List each line of the records below that contains the word "stands", and copy every such line in full.

**Data to process**
/---
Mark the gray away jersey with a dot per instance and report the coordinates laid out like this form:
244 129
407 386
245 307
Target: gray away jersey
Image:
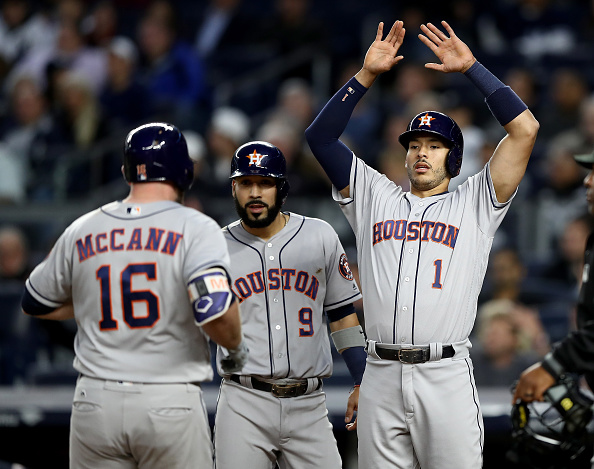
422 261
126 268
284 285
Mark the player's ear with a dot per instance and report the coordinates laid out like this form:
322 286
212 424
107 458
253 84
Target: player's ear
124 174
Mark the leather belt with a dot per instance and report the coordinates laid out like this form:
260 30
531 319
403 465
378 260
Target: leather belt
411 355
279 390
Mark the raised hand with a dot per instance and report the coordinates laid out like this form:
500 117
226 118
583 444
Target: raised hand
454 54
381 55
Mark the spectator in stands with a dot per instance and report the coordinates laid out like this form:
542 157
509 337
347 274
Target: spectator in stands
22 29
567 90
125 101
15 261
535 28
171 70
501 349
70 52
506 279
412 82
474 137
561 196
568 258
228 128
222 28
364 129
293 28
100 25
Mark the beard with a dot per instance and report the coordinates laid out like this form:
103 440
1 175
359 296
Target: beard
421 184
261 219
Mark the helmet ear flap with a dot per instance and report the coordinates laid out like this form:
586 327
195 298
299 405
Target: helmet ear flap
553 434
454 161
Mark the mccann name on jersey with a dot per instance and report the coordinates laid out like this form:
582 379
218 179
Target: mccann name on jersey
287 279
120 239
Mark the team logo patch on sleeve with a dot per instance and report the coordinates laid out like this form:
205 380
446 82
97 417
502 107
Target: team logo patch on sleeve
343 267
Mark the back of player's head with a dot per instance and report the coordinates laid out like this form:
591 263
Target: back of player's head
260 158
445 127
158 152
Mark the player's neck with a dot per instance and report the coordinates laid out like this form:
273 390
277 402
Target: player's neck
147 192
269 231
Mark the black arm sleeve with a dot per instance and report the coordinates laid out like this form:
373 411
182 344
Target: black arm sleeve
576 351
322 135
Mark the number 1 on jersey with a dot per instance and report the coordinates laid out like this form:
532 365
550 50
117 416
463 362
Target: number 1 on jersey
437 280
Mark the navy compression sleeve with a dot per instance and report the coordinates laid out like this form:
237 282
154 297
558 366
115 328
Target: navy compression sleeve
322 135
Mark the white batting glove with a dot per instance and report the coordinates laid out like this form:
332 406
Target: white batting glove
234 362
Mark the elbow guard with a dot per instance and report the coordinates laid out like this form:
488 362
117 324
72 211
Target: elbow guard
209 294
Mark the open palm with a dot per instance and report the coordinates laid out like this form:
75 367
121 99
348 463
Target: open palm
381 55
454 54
\---
/---
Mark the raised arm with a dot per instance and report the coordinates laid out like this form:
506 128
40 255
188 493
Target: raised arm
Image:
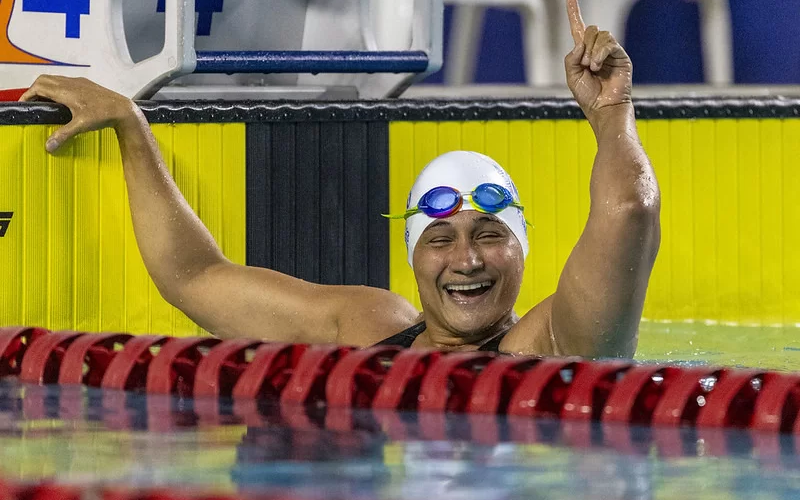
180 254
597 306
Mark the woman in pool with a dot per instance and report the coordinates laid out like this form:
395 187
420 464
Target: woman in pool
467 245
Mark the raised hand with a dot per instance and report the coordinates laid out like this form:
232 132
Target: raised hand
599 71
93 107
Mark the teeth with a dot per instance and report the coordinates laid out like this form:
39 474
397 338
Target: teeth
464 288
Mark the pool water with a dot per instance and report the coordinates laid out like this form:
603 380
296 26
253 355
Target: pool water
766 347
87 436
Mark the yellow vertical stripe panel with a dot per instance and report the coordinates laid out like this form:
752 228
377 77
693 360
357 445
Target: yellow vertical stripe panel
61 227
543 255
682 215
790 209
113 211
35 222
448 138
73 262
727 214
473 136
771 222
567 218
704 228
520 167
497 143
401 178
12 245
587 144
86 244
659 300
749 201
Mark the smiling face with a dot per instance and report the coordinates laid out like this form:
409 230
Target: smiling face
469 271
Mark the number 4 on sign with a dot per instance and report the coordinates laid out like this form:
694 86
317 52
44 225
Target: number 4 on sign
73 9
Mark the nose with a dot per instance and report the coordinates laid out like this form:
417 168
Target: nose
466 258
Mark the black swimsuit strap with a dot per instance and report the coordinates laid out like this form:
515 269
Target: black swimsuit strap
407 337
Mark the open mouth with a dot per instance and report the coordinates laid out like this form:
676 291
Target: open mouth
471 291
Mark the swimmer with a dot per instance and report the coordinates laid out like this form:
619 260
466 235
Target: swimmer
\---
**Written reply**
Mark the spectator in stands with a dot per instance and report the coordinates laid out like this form:
Target: spectator in stands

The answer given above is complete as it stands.